--- TRY IT ---
Everything from the line containing "Highlight wristwatch." through the line containing "Highlight headphones around neck." in the listing below should be copied exactly, and nothing more.

--- SOURCE MATERIAL ---
◆ ◆ ◆ ◆ ◆ ◆ ◆
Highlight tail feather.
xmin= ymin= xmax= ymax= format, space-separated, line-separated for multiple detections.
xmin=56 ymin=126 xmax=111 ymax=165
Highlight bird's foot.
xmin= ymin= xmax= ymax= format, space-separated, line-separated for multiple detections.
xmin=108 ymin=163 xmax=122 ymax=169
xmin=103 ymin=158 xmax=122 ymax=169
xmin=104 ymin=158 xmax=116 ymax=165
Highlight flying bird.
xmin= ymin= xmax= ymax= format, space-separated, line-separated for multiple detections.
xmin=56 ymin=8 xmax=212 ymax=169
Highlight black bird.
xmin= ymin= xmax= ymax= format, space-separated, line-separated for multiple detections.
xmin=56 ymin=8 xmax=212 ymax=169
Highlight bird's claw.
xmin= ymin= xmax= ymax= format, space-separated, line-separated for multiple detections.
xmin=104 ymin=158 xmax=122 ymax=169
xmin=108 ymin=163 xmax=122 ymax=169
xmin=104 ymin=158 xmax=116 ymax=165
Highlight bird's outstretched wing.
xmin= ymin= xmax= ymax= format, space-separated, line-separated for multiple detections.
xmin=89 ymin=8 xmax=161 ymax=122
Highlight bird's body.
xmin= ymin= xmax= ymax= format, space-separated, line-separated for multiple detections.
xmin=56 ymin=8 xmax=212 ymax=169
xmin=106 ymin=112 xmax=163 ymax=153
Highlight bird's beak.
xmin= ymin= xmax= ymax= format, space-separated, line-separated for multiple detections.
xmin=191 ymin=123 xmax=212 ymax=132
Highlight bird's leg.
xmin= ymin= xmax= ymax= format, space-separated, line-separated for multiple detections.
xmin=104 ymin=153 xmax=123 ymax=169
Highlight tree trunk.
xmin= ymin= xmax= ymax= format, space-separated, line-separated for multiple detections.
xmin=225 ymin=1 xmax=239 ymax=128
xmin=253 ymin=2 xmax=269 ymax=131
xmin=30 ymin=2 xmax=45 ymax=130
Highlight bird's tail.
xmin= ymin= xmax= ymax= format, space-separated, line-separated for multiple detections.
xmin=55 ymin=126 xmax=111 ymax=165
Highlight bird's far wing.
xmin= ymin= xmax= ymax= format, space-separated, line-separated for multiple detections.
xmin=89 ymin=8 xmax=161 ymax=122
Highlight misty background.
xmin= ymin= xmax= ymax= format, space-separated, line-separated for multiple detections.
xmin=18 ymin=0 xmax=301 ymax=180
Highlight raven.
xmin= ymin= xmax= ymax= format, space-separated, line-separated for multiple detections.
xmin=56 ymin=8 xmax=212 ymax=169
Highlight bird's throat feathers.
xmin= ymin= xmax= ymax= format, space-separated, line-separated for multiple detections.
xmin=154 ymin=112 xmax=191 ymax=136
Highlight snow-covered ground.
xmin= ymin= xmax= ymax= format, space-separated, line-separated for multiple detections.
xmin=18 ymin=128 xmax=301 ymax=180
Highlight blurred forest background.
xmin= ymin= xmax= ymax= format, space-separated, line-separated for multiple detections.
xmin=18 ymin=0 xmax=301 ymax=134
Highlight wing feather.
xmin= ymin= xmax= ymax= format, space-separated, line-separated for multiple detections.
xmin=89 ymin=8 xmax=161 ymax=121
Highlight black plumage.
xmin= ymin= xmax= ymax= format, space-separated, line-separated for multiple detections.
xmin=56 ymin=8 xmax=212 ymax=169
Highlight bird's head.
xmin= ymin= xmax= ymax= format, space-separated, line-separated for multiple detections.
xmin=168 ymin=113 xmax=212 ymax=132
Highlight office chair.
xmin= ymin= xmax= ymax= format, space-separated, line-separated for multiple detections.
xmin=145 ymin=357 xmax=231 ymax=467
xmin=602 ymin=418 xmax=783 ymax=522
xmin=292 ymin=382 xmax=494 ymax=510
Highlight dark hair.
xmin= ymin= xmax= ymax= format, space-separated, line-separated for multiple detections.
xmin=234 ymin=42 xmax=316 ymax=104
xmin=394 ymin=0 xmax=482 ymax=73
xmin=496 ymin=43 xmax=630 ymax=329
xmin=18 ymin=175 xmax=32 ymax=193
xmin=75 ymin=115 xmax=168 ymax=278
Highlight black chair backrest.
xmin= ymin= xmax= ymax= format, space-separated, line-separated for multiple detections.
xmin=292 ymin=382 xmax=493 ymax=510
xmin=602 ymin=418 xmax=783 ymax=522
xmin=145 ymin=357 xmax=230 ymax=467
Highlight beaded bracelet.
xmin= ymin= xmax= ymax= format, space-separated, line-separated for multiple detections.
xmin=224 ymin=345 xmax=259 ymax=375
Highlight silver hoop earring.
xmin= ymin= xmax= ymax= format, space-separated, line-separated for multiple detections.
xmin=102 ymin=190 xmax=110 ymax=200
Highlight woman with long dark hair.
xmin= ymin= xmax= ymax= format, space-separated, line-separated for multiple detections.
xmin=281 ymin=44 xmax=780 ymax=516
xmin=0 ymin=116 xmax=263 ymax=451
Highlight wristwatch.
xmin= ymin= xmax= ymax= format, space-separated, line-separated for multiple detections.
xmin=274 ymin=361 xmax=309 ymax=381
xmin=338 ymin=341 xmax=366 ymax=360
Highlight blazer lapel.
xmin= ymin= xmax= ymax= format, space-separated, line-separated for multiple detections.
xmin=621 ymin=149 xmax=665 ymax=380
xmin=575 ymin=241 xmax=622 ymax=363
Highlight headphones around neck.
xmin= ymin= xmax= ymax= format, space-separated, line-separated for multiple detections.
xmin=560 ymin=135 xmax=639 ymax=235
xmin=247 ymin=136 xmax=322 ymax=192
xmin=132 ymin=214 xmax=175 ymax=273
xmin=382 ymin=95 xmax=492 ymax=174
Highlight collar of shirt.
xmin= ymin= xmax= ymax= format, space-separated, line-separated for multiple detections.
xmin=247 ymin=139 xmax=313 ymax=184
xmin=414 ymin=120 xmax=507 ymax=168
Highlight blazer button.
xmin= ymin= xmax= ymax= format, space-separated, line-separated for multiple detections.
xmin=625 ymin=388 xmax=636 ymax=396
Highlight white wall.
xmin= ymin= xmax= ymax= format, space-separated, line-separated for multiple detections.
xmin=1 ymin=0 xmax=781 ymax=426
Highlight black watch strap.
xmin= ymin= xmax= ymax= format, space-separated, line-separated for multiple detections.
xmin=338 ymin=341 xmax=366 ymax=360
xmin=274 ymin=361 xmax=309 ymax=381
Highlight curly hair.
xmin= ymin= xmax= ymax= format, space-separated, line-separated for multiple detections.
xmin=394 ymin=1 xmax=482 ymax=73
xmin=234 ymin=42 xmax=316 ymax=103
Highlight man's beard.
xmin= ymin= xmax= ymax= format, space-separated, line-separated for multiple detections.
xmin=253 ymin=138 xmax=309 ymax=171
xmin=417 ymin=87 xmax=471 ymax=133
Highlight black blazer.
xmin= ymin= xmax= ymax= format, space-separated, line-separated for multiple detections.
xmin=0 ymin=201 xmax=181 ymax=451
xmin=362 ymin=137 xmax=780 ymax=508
◆ ◆ ◆ ◆ ◆ ◆ ◆
--- TASK RESPONSE ---
Highlight wristwatch.
xmin= ymin= xmax= ymax= format, space-separated, line-separated for multiple detections.
xmin=274 ymin=361 xmax=309 ymax=381
xmin=338 ymin=341 xmax=366 ymax=360
Highlight blazer lapel.
xmin= ymin= xmax= ymax= format, space-separated, line-separated for multiple detections.
xmin=621 ymin=149 xmax=665 ymax=380
xmin=575 ymin=241 xmax=622 ymax=363
Highlight headphones around neck.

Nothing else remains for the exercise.